::: Texte présenté

10 questions à propos de l’anarchisme

de Guillaume Davranche (Libertalia)

dimanche 23 février 2020, par admi2


Actualité de l’anarchisme
publié le 13 février dans zone subversive http://www.zones-subversives.com/

L’anarchisme reste un courant encore méconnu et caricaturé. Pourtant, durant les moments de lutte sociale, des pratiques libertaires surgissent. Loin de se réduire à un simple refus, l’anarchisme porte un véritable projet de société.

Le courant anarchiste reste encore mal connu. L’image médiatique du Black bloc contribue à sa popularité dans les mouvements sociaux actuels. Mais l’anarchisme propose surtout une critique précise du capitalisme et de l’Etat pour développer un projet de société alternatif. Il semble également important d’actualiser la pensée anarchiste pour prendre en compte les nouveaux enjeux.

Guillaume Davranche, fin connaisseur du mouvement ouvrier et anarchiste, propose un petit livre de présentation. Militant de l’Union communiste libertaire (UCL), il tente une synthèse ouverte et non partisane. L’anarchisme comprend différents courants et reste traversé par de nombreux débats. Guillaume Davranche s’attache à présenter ses fondamentaux idéologiques dans ses Dix questions sur l’anarchisme.

::::::
::: Données

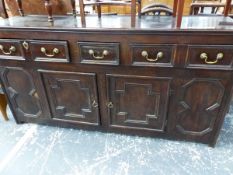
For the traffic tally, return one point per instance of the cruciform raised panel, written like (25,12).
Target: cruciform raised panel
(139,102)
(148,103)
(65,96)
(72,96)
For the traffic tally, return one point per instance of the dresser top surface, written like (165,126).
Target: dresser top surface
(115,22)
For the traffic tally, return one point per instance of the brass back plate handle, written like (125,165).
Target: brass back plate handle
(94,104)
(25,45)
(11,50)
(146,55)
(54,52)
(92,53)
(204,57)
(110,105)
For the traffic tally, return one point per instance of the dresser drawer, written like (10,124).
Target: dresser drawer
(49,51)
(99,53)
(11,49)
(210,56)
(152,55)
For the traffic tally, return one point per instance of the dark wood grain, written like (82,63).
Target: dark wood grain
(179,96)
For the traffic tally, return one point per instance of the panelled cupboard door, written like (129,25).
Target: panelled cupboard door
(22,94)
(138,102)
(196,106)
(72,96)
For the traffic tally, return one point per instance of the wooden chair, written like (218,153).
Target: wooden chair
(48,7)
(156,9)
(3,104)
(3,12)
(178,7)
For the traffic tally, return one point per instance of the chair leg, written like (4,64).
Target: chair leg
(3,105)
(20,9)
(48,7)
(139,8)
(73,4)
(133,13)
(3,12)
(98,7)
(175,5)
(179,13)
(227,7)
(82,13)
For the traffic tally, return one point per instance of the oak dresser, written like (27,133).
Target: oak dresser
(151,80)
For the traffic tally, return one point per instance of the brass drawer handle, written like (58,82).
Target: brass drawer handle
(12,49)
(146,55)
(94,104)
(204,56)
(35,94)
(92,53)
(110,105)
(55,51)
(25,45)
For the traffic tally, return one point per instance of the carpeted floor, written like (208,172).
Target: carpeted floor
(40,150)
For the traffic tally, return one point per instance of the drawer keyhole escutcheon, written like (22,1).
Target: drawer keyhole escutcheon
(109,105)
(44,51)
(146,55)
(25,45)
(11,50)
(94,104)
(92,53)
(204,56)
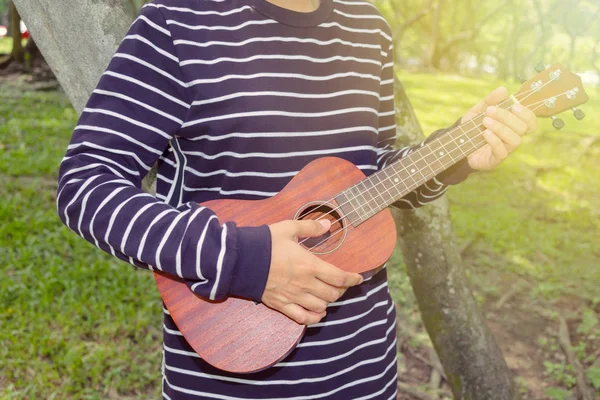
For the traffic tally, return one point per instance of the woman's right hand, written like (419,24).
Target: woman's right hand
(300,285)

::::::
::: Données

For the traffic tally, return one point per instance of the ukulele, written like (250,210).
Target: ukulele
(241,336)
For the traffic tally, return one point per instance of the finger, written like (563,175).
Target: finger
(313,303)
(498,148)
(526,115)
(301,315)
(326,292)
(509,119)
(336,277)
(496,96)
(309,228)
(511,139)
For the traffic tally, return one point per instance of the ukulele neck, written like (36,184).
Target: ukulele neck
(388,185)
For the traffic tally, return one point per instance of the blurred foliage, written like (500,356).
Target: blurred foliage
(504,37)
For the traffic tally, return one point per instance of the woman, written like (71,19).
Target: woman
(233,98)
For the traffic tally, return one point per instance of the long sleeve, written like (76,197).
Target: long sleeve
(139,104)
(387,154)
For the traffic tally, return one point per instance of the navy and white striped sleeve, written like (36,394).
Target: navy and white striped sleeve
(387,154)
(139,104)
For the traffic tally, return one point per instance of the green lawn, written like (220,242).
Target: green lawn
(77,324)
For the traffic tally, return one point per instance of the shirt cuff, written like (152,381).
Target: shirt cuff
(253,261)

::::::

> **Consignes**:
a - Répondez à ces questions à l'aide du texte sur l'anarchisme.
(i) Quelle image médiatique contribue à la popularité du courant anarchiste dans les mouvements sociaux actuels ?
(ii) De quelle organisation Guillaume Davranche est-il militant ?
(iii) Loin de se réduire à un simple refus, que porte l'anarchisme ?
b - Rédigez la suite du texte sur l'anarchisme à partir de sa dernière phrase.

> **Corrigé des exercices**:
a -
(i) L'image du Black bloc.
(ii) L'Union communiste libertaire (UCL).
(iii) Un véritable projet de société.

b -
Doctrine anarchiste

L’anarchisme se structure entre 1876 et 1880. Il est considéré comme un courant du mouvement ouvrier. La Première Internationale est créée en 1865. Avec Karl Marx et Michel Bakounine, elle propose la propriété collective des moyens de production. L’anarchiste Bakounine s’appuie sur l’action clandestine et l’insurrection. Mais il défend progressivement la construction de vastes organisations de lutte ouvrière.

Les bakouninistes s’opposent aux marxistes. Ils critiquent l’Etat et les élections. Une scission éclate en 1872. La Fédération jurassienne puis Pierre Kropotkine précisent la théorie anarchiste. Le collectivisme, puis le communisme, s’oppose à la propriété privée. La fédération des groupes de producteurs remplace le gouvernement.

Après l’échec des émeutes et des attentats, les anarchistes français se tournent vers le syndicalisme révolutionnaire. Le renversement de la société passe désormais par la grève générale. Les anarchistes dominent la CGT de 1901 à 1913.

L’anarchisme s’oppose au capitalisme. Il propose une socialisation de l’économie. Les infrastructures de production et d’échange sont contrôlées par l’ensemble de la société. L’autogestion propose une autre organisation du travail. La spécialisation et la hiérarchie entre travailleurs intellectuels et manuels est abolie. Les choix d’organisation de la société sont débattus de manière démocratique. Le communisme libertaire remplace le collectivisme. Ce n’est plus la quantification du travail mais la satisfaction des besoins qui prédomine. Mais aujourd’hui, les enjeux écologistes imposent une régulation des besoins.

Les anarchistes proposent la destruction de l’Etat remplacé par un autogouvernement fédéral. L’organisation s’appuie sur l’échelon local qui n’est pas contrôlé par un échelon supérieur. Les communautés de base se fédèrent pour organiser la société de bas en haut. Les élus et délégués sont contrôlés par un mandat impératif limité dans le temps et révocable.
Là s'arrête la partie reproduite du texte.